→ **Text under study**:
- - - - -
Earlier this year, after several years of debate and contributions from numerous stakeholders, the European Parliament, Council and Commission announced their provisional agreement on the EU trade mark reform package.

The Council has now published the final compromise texts of the recast Directive and revisions to the Regulation, after what Cecilia Wilkström, rapporteur of the reform package, described as "tough negotiations".

From final compromise texts to law…

The compromise texts are not yet absolutely 'final', but they are unlikely to undergo major revision.   Once endorsed by the Parliament's Legal Affairs committee, the texts will undergo legal-linguistic revision before formal adoption of the Council's position and finally adoption by the Parliament (which is likely to be towards the end of 2015).   All going well, most of the provisions of the Regulation will come into effect in the second quarter of 2016.  The Directive will take longer, as Member States will have three years to transpose the Directive into national law.

Key changes

  1. The EU Intellectual Property Office.  This will be OHIM's new name.
  2. The EU Trade Mark.  And this will be the new name for the CTM.
- - - - -
→ **Data excerpts**:

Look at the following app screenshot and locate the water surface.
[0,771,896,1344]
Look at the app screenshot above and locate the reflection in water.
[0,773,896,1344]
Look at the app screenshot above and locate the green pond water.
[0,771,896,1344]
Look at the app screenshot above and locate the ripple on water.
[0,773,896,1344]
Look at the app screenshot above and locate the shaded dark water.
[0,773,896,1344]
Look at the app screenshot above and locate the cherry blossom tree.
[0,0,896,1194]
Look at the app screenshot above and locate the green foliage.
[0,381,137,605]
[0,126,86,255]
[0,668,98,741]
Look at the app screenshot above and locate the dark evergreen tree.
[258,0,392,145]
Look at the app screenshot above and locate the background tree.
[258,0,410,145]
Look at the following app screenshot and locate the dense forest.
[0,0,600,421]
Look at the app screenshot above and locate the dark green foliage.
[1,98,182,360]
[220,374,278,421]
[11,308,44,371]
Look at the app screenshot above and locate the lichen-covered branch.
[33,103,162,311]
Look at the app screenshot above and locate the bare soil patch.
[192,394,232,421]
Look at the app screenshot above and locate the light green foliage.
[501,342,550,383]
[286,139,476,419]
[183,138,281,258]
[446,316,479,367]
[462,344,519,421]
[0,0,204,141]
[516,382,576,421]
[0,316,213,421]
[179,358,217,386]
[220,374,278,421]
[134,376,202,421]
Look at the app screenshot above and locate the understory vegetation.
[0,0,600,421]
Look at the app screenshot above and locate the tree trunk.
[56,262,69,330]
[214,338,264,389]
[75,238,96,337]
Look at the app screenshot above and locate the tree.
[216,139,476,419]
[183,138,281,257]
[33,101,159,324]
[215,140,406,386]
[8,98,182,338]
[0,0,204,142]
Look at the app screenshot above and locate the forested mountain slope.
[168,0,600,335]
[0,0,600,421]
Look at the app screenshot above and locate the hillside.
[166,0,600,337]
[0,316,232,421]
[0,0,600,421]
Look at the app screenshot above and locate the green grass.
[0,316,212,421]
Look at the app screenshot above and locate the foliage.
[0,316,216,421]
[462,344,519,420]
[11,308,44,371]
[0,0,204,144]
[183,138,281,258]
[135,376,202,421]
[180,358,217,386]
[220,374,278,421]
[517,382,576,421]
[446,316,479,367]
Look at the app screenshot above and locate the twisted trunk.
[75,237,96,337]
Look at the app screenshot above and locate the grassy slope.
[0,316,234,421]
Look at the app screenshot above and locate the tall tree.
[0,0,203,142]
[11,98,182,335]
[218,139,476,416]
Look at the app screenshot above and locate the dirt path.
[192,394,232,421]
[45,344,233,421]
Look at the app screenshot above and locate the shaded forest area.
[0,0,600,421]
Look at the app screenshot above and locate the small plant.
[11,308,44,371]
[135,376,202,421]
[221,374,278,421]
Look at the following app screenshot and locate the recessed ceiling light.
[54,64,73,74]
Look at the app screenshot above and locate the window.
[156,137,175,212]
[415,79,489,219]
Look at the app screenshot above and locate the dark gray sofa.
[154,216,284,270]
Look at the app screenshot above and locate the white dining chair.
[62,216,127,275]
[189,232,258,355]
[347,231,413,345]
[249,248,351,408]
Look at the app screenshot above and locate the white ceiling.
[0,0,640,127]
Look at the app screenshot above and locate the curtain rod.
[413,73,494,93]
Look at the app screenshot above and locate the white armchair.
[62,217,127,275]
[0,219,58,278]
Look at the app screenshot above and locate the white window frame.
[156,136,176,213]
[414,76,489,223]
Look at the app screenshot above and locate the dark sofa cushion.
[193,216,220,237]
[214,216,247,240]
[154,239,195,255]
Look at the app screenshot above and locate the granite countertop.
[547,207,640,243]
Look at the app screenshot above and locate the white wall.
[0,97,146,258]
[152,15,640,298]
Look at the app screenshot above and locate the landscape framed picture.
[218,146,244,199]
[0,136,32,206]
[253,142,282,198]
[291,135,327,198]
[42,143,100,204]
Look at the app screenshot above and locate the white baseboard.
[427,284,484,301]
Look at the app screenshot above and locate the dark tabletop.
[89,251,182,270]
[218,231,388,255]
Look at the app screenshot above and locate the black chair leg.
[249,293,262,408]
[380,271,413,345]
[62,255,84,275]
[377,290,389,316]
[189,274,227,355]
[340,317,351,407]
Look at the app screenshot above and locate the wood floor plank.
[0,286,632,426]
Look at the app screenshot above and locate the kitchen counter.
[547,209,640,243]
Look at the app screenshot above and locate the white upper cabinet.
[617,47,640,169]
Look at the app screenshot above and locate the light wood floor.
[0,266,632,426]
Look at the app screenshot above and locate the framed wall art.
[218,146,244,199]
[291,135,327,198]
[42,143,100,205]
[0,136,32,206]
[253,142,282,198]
- - - - -
→ **Set of tasks**:
• 1. According to the text on EU trade mark reform, how long will Member States have to transpose the Directive into national law?
• 2. Retype the part of the text on EU trade mark reform starting at "From final compromise" and ending at "OHIM's new name.".
The records are separate from the text on EU trade mark reform.

→ **Solutions per task**:
• 1. Three years.

• 2.
From final compromise texts to law…

The compromise texts are not yet absolutely 'final', but they are unlikely to undergo major revision.   Once endorsed by the Parliament's Legal Affairs committee, the texts will undergo legal-linguistic revision before formal adoption of the Council's position and finally adoption by the Parliament (which is likely to be towards the end of 2015).   All going well, most of the provisions of the Regulation will come into effect in the second quarter of 2016.  The Directive will take longer, as Member States will have three years to transpose the Directive into national law.

Key changes

  1. The EU Intellectual Property Office.  This will be OHIM's new name.